**Task details:** Lay out the listing as a JSON array of strings, one string per line and blank lines omitted, starting at the first line of the listing and ending at the line that contains "50H5V46H4ZM18 96H20V94H19V95H18ZM17 98H18V97H17ZM17", both included.

[Data excerpts]

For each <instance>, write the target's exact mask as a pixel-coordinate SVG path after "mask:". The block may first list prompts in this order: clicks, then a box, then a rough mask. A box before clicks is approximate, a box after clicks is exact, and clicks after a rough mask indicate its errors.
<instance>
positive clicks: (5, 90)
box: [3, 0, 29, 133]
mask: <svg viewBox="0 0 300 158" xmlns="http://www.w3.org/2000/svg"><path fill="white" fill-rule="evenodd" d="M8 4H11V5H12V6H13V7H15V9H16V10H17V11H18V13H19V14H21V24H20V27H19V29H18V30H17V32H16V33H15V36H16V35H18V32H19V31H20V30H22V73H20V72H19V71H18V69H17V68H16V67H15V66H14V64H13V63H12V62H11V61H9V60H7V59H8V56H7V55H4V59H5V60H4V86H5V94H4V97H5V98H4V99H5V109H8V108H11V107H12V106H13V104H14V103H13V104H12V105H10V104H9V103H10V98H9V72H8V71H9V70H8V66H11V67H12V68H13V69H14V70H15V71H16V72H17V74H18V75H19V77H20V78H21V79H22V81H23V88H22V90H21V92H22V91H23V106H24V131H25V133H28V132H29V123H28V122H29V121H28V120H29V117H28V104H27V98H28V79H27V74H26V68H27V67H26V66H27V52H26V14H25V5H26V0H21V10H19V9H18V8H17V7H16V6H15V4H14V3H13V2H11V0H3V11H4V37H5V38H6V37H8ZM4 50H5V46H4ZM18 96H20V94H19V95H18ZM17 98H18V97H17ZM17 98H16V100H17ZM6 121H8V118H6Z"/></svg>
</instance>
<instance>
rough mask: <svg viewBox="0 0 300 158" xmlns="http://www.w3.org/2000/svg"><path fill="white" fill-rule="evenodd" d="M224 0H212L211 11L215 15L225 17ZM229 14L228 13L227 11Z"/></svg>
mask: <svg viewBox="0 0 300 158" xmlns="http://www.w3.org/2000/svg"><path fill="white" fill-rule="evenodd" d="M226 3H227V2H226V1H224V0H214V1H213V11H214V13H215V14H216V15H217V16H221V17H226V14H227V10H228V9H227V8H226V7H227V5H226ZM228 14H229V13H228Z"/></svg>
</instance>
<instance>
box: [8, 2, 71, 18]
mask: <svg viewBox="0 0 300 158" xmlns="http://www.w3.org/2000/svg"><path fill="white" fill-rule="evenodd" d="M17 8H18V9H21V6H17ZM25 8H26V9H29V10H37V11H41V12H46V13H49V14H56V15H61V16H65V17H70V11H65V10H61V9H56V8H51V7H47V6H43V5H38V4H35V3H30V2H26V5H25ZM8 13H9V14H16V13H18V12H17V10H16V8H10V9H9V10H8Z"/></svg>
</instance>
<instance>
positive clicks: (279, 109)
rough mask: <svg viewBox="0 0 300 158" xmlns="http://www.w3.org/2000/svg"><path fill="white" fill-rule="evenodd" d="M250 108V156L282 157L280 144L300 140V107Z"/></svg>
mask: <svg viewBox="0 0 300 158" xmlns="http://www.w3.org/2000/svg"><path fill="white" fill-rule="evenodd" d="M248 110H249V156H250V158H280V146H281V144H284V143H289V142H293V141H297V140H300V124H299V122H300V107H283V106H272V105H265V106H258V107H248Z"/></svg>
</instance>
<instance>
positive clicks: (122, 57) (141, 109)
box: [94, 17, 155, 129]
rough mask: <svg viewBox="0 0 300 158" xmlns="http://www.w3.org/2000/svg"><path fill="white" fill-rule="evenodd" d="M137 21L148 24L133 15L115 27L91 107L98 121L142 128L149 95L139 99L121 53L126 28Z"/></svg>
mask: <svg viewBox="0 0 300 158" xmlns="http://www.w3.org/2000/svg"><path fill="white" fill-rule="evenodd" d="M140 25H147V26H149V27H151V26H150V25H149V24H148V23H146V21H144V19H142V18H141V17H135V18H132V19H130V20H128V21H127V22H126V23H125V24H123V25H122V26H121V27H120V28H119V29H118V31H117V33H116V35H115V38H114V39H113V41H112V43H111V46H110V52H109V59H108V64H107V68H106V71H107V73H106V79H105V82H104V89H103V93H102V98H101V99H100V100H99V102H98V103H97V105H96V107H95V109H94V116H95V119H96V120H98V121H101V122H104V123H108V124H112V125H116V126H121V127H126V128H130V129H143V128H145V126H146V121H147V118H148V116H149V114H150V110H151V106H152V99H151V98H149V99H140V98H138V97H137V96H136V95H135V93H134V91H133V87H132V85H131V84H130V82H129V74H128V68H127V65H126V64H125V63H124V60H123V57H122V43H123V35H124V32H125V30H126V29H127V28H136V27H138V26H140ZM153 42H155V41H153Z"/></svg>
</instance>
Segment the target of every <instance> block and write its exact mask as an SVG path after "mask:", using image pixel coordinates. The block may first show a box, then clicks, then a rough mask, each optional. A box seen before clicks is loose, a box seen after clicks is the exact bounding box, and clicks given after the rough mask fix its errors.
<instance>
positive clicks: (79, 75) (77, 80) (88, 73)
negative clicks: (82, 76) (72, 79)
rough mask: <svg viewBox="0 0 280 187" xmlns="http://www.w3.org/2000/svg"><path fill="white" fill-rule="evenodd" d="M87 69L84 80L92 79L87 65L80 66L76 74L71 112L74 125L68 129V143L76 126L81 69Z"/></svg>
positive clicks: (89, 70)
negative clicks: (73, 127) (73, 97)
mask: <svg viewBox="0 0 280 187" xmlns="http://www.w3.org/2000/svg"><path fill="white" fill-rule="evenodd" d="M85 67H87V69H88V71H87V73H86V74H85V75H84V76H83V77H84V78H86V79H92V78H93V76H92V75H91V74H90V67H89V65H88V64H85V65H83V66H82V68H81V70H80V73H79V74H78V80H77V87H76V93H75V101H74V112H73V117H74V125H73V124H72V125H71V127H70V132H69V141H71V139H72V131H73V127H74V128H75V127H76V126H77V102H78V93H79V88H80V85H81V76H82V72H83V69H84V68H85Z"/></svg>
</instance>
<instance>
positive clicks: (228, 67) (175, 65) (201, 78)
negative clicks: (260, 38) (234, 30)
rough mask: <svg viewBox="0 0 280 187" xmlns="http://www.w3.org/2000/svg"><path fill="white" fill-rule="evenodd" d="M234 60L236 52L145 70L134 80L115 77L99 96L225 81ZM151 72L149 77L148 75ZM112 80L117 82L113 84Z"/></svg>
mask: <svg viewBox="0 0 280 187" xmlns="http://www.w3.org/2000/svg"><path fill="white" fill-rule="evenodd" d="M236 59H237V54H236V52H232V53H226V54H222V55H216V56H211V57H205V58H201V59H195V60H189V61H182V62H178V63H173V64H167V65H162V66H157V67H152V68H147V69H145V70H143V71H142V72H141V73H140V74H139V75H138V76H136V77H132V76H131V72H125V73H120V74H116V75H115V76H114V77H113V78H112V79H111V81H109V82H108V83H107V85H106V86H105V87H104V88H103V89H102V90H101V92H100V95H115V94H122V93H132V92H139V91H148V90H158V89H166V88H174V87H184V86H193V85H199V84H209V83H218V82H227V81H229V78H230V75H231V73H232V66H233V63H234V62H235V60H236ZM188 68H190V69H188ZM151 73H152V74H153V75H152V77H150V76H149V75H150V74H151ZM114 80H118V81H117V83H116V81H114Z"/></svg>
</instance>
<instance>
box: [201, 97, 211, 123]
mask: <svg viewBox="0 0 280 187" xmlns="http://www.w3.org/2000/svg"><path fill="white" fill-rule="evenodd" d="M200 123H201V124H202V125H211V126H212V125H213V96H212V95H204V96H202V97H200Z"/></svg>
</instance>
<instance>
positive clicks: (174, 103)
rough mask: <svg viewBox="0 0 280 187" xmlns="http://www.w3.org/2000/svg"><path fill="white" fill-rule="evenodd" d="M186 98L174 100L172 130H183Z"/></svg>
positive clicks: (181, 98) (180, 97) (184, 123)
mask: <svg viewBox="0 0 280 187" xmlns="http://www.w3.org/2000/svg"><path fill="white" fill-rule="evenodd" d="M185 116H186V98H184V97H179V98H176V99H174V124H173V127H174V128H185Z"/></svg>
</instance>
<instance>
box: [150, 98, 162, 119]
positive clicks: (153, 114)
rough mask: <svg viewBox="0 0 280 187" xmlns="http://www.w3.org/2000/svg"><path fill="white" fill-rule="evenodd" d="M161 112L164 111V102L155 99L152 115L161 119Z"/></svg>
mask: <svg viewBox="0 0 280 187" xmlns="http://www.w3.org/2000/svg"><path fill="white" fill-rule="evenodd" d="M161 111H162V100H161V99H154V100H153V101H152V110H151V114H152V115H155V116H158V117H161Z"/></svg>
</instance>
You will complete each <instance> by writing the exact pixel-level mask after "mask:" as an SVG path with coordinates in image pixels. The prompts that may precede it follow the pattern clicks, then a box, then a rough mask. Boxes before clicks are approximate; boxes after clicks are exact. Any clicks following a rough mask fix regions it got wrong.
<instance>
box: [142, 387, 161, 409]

**Answer space:**
[
  "For each <instance>, write the target's exact mask as a pixel-coordinate SVG path after \"mask:\". The block may first list prompts in this order: clicks, then a box, then a rough mask. A box before clicks is approximate, a box after clicks is exact, and clicks after a rough mask indicate its errors.",
  "<instance>",
  "positive clicks: (5, 90)",
  "box: [3, 0, 29, 133]",
  "mask: <svg viewBox=\"0 0 300 158\" xmlns=\"http://www.w3.org/2000/svg\"><path fill=\"white\" fill-rule=\"evenodd\" d=\"M8 4H11V5H12V6H13V7H15V9H16V10H17V11H18V13H19V14H21V24H20V27H19V29H18V30H17V32H16V33H15V36H16V35H18V32H19V31H20V30H22V73H20V72H19V71H18V69H17V68H16V67H15V66H14V64H13V63H12V62H11V61H9V60H7V59H8V56H7V55H4V59H5V60H4V86H5V94H4V97H5V98H4V99H5V109H8V108H11V107H12V106H13V104H14V103H13V104H12V105H10V104H9V103H10V98H9V72H8V71H9V70H8V66H11V67H12V68H13V69H14V70H15V71H16V72H17V74H18V75H19V77H20V78H21V79H22V81H23V88H22V90H21V92H22V91H23V106H24V131H25V133H28V132H29V123H28V122H29V121H28V120H29V117H28V104H27V98H28V79H27V74H26V68H27V67H26V66H27V52H26V14H25V5H26V0H21V10H19V9H18V8H17V7H16V6H15V4H14V3H13V2H11V0H3V11H4V37H5V38H6V37H8ZM4 50H5V46H4ZM18 96H20V94H19V95H18ZM17 98H18V97H17ZM17 98H16V100H17ZM6 121H8V118H6Z\"/></svg>"
]